LISTED RECORDS
········

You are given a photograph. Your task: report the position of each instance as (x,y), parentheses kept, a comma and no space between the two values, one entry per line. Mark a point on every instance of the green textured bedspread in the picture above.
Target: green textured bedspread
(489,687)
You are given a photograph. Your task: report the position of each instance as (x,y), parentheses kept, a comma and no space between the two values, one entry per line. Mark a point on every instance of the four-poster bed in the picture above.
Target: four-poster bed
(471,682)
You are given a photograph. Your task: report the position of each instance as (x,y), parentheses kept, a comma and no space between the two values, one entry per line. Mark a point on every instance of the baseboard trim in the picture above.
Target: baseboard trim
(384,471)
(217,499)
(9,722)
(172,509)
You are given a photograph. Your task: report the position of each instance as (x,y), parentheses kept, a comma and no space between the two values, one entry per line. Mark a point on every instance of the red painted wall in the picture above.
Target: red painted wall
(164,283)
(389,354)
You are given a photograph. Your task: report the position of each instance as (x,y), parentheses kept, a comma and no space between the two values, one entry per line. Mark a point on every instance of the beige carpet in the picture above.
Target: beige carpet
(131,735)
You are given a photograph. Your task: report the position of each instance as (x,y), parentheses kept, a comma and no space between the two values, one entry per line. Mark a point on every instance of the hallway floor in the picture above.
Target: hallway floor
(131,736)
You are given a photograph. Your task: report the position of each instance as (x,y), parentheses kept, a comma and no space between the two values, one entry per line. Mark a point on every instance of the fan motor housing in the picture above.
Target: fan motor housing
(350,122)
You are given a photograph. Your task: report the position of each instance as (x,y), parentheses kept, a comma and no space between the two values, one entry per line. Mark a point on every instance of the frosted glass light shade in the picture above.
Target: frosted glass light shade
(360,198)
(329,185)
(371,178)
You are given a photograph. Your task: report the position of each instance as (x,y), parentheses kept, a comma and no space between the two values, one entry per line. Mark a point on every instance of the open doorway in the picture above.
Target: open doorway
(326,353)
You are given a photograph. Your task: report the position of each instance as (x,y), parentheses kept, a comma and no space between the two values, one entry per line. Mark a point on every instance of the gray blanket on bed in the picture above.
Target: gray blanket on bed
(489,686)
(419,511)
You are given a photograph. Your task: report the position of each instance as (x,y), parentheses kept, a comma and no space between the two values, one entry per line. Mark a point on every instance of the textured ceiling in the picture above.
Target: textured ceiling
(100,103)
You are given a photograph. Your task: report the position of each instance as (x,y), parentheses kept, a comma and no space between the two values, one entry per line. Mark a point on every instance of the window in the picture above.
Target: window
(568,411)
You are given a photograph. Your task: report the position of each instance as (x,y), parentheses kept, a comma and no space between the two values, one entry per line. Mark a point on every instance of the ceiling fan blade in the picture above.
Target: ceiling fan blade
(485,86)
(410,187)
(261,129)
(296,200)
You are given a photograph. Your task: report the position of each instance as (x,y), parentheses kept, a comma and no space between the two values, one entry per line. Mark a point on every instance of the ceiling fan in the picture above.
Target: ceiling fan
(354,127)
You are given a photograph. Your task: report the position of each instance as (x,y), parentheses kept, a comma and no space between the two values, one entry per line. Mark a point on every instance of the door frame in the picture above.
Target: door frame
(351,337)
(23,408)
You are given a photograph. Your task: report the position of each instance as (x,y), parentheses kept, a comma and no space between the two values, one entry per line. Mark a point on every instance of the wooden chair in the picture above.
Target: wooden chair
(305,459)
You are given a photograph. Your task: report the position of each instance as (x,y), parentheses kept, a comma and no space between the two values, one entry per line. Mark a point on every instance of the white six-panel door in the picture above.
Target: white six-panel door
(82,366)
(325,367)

········

Starting at the line that contains "chair in the picture above." and running through the end of the records, write each line as one string in a JSON list, leaving out blank lines.

ANSWER TO THIS TASK
[
  "You are given a photograph. Your task: report the position of each instance as (x,y), parentheses kept, a comma and no space between the two values, one entry per line. Mark a point on every instance of the wooden chair in the picture above.",
  "Target: wooden chair",
  "(305,459)",
  "You are given a photograph. Your task: report the position of each instance as (x,y), parentheses kept, a comma and no space between the two values, one entry per line. Mark a point on every instance of the white six-panel door in the picture above.",
  "Target: white six-panel door",
  "(82,366)",
  "(325,367)"
]